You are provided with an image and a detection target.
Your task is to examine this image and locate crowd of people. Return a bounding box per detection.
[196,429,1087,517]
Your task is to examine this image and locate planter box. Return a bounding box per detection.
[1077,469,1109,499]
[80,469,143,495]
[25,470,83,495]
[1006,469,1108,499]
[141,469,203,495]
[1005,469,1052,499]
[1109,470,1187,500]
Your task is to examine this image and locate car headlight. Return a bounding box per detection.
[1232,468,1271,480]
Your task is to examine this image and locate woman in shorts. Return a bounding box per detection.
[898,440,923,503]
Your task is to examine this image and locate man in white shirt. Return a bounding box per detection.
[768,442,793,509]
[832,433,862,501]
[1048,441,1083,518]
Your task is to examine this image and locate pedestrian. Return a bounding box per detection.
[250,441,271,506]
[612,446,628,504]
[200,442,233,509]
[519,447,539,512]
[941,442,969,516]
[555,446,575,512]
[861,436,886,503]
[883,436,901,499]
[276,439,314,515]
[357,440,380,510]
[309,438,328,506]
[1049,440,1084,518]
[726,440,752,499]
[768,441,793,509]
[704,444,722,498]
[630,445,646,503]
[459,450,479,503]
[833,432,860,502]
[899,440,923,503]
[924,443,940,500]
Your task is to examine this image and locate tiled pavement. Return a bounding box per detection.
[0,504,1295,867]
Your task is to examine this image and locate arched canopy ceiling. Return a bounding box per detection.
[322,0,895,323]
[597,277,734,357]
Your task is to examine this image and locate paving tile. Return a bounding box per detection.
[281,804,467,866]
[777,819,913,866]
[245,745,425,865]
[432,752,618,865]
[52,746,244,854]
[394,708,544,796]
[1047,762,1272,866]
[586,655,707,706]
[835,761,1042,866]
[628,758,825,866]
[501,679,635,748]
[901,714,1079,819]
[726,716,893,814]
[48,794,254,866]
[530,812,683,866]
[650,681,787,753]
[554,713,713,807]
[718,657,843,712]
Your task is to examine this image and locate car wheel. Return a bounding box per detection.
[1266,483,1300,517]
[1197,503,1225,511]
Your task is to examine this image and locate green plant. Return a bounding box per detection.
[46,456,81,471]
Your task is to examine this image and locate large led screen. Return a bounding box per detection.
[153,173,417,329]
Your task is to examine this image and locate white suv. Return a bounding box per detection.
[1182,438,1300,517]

__What is expected__: Print every record above exactly as written.

__Solution for this task__:
You are provided with an image and a detection target.
Your task is to examine this image and locate crowd of people. Return a bounding box per detection.
[196,429,1087,517]
Your task is to examine this image and locate planter box. Return a bounding box per detection.
[1077,469,1109,499]
[80,469,143,495]
[25,470,83,495]
[1006,469,1108,499]
[141,469,203,495]
[1005,469,1052,499]
[1109,470,1187,500]
Your task is to examine this image and locate car headlight. Return a bounding box per detection.
[1232,468,1271,480]
Your task is to examine this image and locate woman in shorts. Return a bounding box per detection.
[898,440,923,503]
Your task is to examine this image and locate man in white shirt. Return a bounding box per detection.
[768,442,793,509]
[832,433,862,501]
[1048,441,1083,518]
Your task is to examine this image and locate pedestrian. Return a bounding box per detection.
[250,441,271,506]
[612,446,628,504]
[200,442,233,509]
[519,447,539,512]
[941,442,969,516]
[555,446,575,512]
[861,436,886,503]
[883,436,901,499]
[276,439,314,515]
[357,440,380,510]
[309,438,328,506]
[1049,440,1084,518]
[726,440,752,499]
[768,441,793,509]
[704,444,722,498]
[630,445,646,503]
[459,450,479,503]
[833,432,860,502]
[899,440,923,503]
[924,443,940,500]
Your task is to examine this image and locate tiled pavement. Return a bounding box per detection.
[0,504,1295,867]
Your task is to examine this image and locate arched canopy ceiling. Return a bounding box per detection.
[322,0,895,323]
[597,277,734,357]
Your task is to examine this image and locate paving tile. Return a bounding box per detection.
[281,804,467,866]
[777,819,913,866]
[245,745,425,865]
[432,752,618,865]
[52,746,244,854]
[394,708,544,796]
[1047,762,1272,866]
[586,655,707,706]
[835,761,1042,866]
[628,758,825,866]
[501,679,635,748]
[901,714,1079,819]
[726,716,893,814]
[48,794,254,866]
[530,812,683,866]
[650,681,787,753]
[554,713,713,807]
[718,657,843,712]
Your task is to examine this image and locate car wheel. Return a bounding box per detection.
[1266,483,1300,517]
[1197,503,1225,511]
Your task is to examine this image and locate green plant. Return a bounding box per detection.
[46,456,81,471]
Your task is to examine this image and locate large led screen. Return a bounding box per detection.
[153,173,417,329]
Your task is to examine this image and locate white suv. Return a bounding box per detection.
[1182,438,1300,517]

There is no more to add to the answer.